BEGIN
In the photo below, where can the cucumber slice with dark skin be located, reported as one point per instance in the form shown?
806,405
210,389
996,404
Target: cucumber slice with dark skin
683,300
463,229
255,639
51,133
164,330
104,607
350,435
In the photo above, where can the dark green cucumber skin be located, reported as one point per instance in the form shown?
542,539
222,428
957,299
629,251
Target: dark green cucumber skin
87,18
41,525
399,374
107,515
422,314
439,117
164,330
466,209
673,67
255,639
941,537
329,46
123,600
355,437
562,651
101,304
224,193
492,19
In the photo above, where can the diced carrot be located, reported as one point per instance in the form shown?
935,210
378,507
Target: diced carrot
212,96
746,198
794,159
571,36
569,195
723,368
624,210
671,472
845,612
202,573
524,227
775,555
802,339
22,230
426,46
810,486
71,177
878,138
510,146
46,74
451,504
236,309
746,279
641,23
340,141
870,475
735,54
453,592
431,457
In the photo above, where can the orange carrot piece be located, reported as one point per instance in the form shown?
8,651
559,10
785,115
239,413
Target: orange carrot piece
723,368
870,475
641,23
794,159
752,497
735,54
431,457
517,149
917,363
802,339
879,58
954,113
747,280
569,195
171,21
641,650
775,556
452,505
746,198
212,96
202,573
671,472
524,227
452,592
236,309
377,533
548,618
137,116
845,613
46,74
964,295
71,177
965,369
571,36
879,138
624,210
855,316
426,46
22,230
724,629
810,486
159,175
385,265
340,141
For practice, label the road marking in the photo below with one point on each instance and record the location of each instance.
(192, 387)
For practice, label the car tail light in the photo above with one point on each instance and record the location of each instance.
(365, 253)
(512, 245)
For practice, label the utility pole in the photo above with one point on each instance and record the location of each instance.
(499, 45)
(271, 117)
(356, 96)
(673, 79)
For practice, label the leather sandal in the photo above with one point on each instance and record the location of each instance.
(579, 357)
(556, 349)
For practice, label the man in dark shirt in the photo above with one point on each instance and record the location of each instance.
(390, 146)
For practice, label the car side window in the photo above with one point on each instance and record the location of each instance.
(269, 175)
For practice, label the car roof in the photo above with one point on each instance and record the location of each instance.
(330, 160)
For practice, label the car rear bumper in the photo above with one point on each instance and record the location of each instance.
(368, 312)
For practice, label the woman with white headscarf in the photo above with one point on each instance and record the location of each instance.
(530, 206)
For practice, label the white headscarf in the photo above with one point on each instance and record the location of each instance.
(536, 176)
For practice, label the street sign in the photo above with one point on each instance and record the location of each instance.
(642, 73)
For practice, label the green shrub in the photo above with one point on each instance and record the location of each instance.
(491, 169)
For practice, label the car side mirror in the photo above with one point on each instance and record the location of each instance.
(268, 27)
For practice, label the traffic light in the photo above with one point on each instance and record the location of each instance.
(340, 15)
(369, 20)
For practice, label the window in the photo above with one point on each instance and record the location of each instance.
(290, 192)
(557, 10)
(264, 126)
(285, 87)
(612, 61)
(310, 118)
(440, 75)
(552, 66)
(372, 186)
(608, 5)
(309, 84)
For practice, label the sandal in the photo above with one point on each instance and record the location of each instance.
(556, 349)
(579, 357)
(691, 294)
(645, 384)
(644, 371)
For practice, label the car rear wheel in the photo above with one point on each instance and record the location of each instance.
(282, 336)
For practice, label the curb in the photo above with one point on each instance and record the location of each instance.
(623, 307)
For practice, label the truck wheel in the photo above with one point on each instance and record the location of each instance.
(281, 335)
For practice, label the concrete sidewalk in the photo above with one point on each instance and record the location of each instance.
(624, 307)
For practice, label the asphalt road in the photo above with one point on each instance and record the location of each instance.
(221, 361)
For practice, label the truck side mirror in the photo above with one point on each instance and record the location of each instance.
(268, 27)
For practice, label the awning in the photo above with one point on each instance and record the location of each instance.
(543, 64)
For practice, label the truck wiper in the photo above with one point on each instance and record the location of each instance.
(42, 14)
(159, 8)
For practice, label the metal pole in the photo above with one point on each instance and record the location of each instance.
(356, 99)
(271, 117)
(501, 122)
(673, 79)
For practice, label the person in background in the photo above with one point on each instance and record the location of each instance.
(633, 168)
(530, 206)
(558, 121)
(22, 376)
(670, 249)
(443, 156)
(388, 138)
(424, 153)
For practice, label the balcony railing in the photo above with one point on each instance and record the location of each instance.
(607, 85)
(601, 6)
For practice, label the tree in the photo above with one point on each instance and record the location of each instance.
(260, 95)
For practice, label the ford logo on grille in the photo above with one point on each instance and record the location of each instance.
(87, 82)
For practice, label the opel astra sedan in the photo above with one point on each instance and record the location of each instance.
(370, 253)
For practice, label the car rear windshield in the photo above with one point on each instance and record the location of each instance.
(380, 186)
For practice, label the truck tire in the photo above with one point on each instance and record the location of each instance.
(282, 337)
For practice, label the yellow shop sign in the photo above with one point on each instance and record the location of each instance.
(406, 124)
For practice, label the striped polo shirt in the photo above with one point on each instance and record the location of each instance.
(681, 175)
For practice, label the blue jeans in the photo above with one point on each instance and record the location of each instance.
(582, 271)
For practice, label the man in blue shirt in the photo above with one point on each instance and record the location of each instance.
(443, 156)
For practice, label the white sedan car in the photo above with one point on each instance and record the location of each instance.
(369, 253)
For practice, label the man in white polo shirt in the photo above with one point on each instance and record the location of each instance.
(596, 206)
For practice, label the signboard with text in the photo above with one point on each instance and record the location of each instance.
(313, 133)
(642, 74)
END
(Instructions for the task) Transcribe the records above exactly.

(Task result)
In the photo below, where can the cucumber slice with dark skin be located, reported as one point per instance in the form shown?
806,405
210,389
996,404
Target: cucumber slice with dark skin
683,300
463,229
255,639
51,133
164,330
104,607
350,435
In the photo above, where can the dark green cucumber skin be located, reported as one point per instance in the form shown?
542,539
222,428
957,299
629,251
Target: dark green cucumber skin
87,18
41,525
399,374
107,515
422,314
439,117
164,330
466,209
673,67
255,639
941,537
329,46
123,600
355,437
562,651
101,304
224,193
492,19
In the photo above, where can the diced carrot be located, reported as one point per instance in the form shown?
935,210
378,507
Target: diced carrot
212,96
746,198
794,159
571,36
569,195
723,368
624,210
671,472
845,612
202,573
524,227
775,555
802,339
22,230
426,46
810,486
71,177
878,138
510,146
46,74
451,504
236,309
746,279
641,23
340,141
870,475
735,54
453,592
431,457
In the photo above, where can the orange carrot piece be located, reported as one point per instance in the form shown?
8,651
559,10
785,115
239,413
Target: orange carrot piece
723,368
870,475
641,23
794,159
752,497
735,54
431,457
517,149
917,363
802,339
879,58
954,113
747,280
569,195
171,21
641,650
775,556
452,505
746,198
212,96
202,573
671,472
524,227
452,592
236,309
377,533
548,618
137,116
845,613
46,74
964,295
71,177
965,369
571,36
879,138
624,210
855,316
426,46
22,230
724,629
810,486
159,175
385,265
340,141
For practice, label the road marking in the photo below with one point on each instance and record the location of each instance.
(192, 387)
For practice, label the car tail light in the photo above with one point on each instance and record the location of each instance.
(365, 253)
(512, 245)
For practice, label the utility pole in the photo above with one point on each instance and record the location of each instance.
(499, 45)
(271, 117)
(356, 96)
(673, 79)
For practice, label the leather sandal in the photo above with one point on each instance and record the location of each instance.
(579, 357)
(556, 349)
For practice, label the man in dark shirt in the photo above with one point on each instance and record the location of each instance.
(390, 146)
For practice, label the car side window in the photo above with one point on each instance and record the location of each instance.
(269, 175)
For practice, label the car roof in the photo above with one point on each instance and record the location of each instance.
(330, 160)
For practice, label the car rear bumper in the photo above with one point on each instance and record the location of each instance.
(368, 312)
For practice, label the woman with white headscarf in the photo above with one point on each instance and record the location of each instance.
(530, 206)
For practice, label the white headscarf in the photo above with one point on each instance and record the location of each instance.
(536, 176)
For practice, label the street sign in the photo above with one point on each instance and record the location of each instance.
(642, 73)
For practice, label the green shrub in the photo above with one point on each instance and record the location of each instance.
(491, 169)
For practice, label the car side mirror in the photo above with one point on each instance and record the location of each instance.
(268, 27)
For practice, label the traffic light in the photo above with one point on each instance and record the location of each instance.
(340, 15)
(369, 20)
For practice, label the window in the photo above with one point on each instance and record the location of each instance.
(290, 192)
(557, 10)
(264, 126)
(285, 87)
(612, 61)
(310, 118)
(440, 75)
(552, 66)
(372, 186)
(608, 5)
(309, 84)
For practice, label the sandal in the photo above with one point on each instance and record the location of each instance.
(556, 349)
(579, 357)
(691, 294)
(645, 384)
(644, 371)
For practice, label the car rear wheel in the photo above with one point on each instance and record the location of each instance.
(282, 336)
For practice, label the curb in the photo above with one point on each instance and record the location of each instance.
(623, 307)
For practice, label the truck wheel in the photo above with one point on each instance and record the location of each instance.
(281, 335)
For practice, label the concrete sidewalk in the photo above with one point on each instance and record the location of each instance.
(624, 307)
For practice, label the asphalt road in the photo above with one point on each instance and record the location of each instance.
(221, 361)
For practice, label the truck side mirror in the photo above with one point on each instance and record the location of each instance.
(268, 27)
For practice, label the awning in the photo above with one point on each instance and record the location of each instance.
(543, 64)
For practice, label the truck wiper in the photo above with one point on each instance and record the location of each instance.
(42, 14)
(159, 8)
For practice, label the metal pole in the photo above with one point on each instance and record the location of each instance.
(356, 99)
(271, 117)
(501, 122)
(673, 79)
For practice, label the person in background in the photo above with one point on each instance and record the location of each instance.
(633, 168)
(530, 206)
(558, 121)
(22, 376)
(670, 249)
(443, 156)
(388, 138)
(424, 153)
For practice, label the balcony railing in the photo above with one point on each instance and record the location of each instance.
(607, 85)
(601, 6)
For practice, label the tree in the photo above with one point on each instance and record the location of each instance.
(260, 95)
For practice, label the ford logo on grille in the photo above with one point on each instance and record the location of each instance.
(87, 82)
For practice, label the opel astra sedan in the photo above with one point on each instance and record the location of each instance.
(370, 253)
For practice, label the car rear windshield in the photo above with one point on each instance and record the location of each instance.
(380, 186)
For practice, label the truck tire in the photo above with one point on each instance and record the location of each instance.
(282, 337)
For practice, label the yellow shop sign in the photo above with one point on each instance and record the location of each instance.
(406, 124)
For practice, label the striped polo shirt in the photo above with one point on each instance and record the location of each instance.
(681, 175)
For practice, label the blue jeans in the photo above with one point on each instance and record the location of each instance.
(582, 271)
For practice, label the man in blue shirt in the photo above with one point on each instance and record the location of each instance.
(443, 156)
For practice, label the white sedan car in the photo above with one point on each instance and record the location of each instance.
(369, 253)
For practice, label the man in white polo shirt in the photo above with one point on each instance and record the location of each instance.
(596, 206)
For practice, label the signboard with text in the photo above with one point on each instance and record the location of each instance.
(313, 133)
(642, 74)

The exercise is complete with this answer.